Print each of the lines below verbatim, without any alteration.

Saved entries
begin

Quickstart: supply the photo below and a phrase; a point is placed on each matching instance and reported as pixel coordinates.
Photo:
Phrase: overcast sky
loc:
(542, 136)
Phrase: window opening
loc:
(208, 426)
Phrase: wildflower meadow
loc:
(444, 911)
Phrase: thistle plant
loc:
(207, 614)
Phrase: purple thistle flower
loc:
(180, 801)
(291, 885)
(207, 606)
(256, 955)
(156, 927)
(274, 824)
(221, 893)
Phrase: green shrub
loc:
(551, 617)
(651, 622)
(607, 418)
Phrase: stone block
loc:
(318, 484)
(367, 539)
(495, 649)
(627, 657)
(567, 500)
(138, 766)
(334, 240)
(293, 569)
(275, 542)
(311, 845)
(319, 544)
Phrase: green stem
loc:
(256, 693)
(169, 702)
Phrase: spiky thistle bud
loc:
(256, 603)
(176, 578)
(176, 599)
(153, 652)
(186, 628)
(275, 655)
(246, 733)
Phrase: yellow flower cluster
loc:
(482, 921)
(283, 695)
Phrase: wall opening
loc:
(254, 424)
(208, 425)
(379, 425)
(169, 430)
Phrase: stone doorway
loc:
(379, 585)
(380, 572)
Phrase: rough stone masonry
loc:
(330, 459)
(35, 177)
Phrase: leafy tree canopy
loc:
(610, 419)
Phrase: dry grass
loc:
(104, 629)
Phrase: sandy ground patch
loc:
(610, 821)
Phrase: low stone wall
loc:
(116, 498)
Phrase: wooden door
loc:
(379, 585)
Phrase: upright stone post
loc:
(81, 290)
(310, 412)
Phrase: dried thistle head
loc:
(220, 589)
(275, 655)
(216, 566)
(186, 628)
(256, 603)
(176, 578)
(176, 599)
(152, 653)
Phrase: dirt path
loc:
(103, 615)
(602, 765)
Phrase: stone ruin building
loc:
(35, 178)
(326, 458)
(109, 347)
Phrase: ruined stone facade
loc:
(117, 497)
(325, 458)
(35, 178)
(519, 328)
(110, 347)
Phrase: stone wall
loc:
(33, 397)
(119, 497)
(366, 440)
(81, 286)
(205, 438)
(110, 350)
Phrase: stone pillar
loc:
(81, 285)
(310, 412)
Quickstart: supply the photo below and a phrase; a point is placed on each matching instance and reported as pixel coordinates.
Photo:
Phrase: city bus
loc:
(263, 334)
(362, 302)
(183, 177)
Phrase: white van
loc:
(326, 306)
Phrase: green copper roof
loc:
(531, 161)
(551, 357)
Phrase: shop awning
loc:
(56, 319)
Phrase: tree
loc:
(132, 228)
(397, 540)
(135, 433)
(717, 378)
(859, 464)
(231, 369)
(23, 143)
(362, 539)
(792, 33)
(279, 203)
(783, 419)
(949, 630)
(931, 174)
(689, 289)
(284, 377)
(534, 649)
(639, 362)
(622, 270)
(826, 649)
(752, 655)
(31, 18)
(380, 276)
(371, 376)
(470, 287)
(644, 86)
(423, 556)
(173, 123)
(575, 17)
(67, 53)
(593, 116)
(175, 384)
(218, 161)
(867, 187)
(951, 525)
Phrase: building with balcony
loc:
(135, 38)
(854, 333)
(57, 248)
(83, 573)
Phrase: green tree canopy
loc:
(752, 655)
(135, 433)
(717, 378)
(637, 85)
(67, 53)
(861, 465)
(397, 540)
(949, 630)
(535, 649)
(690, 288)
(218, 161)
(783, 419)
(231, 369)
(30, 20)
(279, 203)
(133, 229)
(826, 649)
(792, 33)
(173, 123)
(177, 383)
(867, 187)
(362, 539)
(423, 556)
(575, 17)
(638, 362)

end

▸ **EXERCISE ANSWER**:
Quickstart: supply the photo below and a phrase; a point is placed on each matching instance and reported as pixel coordinates.
Photo:
Phrase: overcast sky
loc:
(542, 136)
Phrase: window opening
loc:
(208, 426)
Phrase: wildflower meadow
loc:
(444, 911)
Phrase: thistle plant
loc:
(207, 614)
Phrase: purple thistle flower
loc:
(180, 801)
(291, 885)
(207, 606)
(256, 955)
(156, 927)
(274, 824)
(221, 893)
Phrase: green shrub
loc:
(551, 617)
(651, 622)
(607, 418)
Phrase: stone block
loc:
(318, 484)
(367, 539)
(495, 649)
(627, 657)
(567, 500)
(138, 766)
(334, 240)
(293, 569)
(275, 542)
(311, 845)
(319, 544)
Phrase: green stem
loc:
(256, 693)
(169, 702)
Phrase: spiky thistle bud
loc:
(256, 603)
(176, 578)
(176, 599)
(153, 652)
(186, 628)
(275, 655)
(246, 733)
Phrase: yellow flower cluster
loc:
(482, 921)
(283, 695)
Phrase: wall opening
loc:
(254, 424)
(208, 425)
(379, 425)
(169, 430)
Phrase: stone doorway
loc:
(379, 585)
(380, 572)
Phrase: rough stone masonry
loc:
(330, 459)
(35, 177)
Phrase: leafy tree canopy
loc:
(610, 419)
Phrase: dry grass
loc:
(104, 629)
Phrase: sandy ground patch
loc:
(610, 821)
Phrase: low stone wall
loc:
(116, 498)
Phrase: wooden door
loc:
(379, 585)
Phrase: upright stone post
loc:
(81, 290)
(310, 412)
Phrase: dried thistle head
loc:
(220, 589)
(275, 655)
(216, 566)
(186, 628)
(256, 603)
(176, 578)
(176, 599)
(152, 653)
Phrase: dirt path
loc:
(103, 615)
(602, 765)
Phrase: stone ruin building
loc:
(35, 178)
(326, 458)
(109, 347)
Phrase: ruined stone facade
loc:
(117, 497)
(325, 458)
(35, 178)
(519, 328)
(110, 347)
Phrase: stone wall
loc:
(33, 397)
(119, 497)
(366, 440)
(81, 286)
(205, 438)
(110, 350)
Phrase: stone pillar
loc:
(81, 285)
(310, 412)
Quickstart: supply the photo below and a phrase; a point is placed on each matching instance and reported as pixel coordinates.
Photo:
Phrase: city bus
loc:
(263, 334)
(362, 302)
(183, 177)
Phrase: white van
loc:
(326, 306)
Phrase: green copper roof
loc:
(531, 161)
(551, 357)
Phrase: shop awning
loc:
(56, 319)
Phrase: tree
loc:
(132, 228)
(397, 540)
(135, 433)
(717, 378)
(859, 464)
(231, 369)
(23, 143)
(362, 539)
(792, 33)
(279, 203)
(783, 419)
(949, 630)
(931, 174)
(689, 289)
(284, 377)
(534, 649)
(639, 362)
(622, 270)
(826, 649)
(752, 655)
(31, 18)
(380, 276)
(371, 376)
(470, 287)
(644, 86)
(423, 556)
(173, 123)
(575, 17)
(67, 53)
(593, 116)
(175, 384)
(218, 161)
(867, 187)
(951, 525)
Phrase: building with balcony
loc:
(135, 38)
(854, 333)
(57, 248)
(83, 573)
Phrase: green tree canopy
loc:
(752, 655)
(135, 433)
(717, 378)
(637, 85)
(67, 53)
(861, 465)
(397, 540)
(949, 630)
(535, 649)
(690, 288)
(218, 161)
(783, 419)
(231, 369)
(30, 20)
(279, 203)
(133, 229)
(826, 649)
(792, 33)
(173, 123)
(177, 383)
(867, 187)
(362, 539)
(423, 556)
(575, 17)
(638, 362)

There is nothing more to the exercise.